### [WHAT YOU SHOULD DO]
Tally the lines in the entries below that contain the string "purple", matching case exactly. Give only the number.

### [DATA SHOWN]
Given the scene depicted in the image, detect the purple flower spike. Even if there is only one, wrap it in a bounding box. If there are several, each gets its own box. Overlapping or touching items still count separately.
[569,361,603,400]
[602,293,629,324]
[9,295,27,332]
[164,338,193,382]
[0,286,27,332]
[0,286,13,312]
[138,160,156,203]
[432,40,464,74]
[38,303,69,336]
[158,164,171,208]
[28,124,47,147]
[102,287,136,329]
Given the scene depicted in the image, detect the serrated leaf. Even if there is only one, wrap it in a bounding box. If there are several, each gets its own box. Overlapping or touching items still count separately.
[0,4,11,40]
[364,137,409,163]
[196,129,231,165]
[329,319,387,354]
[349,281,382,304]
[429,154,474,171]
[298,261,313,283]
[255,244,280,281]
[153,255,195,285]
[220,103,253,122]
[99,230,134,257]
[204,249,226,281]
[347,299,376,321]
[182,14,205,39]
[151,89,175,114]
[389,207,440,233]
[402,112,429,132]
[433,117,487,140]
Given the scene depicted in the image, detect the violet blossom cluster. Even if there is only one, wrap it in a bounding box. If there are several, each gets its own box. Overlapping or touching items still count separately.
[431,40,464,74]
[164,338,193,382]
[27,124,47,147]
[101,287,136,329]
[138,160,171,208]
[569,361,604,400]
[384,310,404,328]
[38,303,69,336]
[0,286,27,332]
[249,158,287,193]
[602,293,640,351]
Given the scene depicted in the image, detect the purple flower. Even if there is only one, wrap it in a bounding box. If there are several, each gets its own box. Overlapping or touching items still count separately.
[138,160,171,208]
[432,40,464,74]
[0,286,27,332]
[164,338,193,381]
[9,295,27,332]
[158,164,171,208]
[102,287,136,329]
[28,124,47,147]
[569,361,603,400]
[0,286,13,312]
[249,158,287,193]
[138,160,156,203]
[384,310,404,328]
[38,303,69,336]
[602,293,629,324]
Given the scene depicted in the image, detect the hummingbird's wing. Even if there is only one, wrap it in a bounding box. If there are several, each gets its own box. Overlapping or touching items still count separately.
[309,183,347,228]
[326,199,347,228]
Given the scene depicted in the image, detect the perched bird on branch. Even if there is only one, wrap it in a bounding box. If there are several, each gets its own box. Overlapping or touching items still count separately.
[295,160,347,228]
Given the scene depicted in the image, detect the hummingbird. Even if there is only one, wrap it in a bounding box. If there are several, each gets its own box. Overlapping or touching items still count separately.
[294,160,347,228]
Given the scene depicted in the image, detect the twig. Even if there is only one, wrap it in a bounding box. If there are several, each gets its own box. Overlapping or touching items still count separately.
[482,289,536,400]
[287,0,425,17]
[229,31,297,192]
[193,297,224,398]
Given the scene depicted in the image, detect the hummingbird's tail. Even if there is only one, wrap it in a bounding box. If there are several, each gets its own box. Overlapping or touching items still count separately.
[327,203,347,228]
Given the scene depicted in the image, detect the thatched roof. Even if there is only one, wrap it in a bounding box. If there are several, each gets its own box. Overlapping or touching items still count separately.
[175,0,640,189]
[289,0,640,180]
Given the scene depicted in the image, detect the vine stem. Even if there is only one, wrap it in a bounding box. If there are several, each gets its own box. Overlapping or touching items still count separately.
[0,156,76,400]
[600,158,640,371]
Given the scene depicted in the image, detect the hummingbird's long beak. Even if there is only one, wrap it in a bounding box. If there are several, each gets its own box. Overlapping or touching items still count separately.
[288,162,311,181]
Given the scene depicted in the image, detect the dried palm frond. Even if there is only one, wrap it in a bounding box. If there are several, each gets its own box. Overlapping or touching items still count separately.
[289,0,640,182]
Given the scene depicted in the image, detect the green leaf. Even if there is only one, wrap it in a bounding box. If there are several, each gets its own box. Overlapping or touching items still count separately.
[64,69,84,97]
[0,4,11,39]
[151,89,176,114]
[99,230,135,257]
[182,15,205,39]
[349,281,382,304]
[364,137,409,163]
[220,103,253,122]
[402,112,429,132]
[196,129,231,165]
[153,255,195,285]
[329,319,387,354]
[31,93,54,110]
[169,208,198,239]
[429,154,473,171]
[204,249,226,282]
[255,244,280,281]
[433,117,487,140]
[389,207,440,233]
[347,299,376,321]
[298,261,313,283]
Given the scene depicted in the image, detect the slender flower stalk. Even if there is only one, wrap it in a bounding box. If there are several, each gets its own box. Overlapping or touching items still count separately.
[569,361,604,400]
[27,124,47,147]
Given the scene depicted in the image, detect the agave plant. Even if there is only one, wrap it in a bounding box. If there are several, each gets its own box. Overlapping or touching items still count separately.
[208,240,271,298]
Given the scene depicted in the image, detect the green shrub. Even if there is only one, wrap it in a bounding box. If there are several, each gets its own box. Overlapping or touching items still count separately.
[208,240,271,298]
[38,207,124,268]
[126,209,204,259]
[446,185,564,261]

### [ANSWER TO THE TASK]
2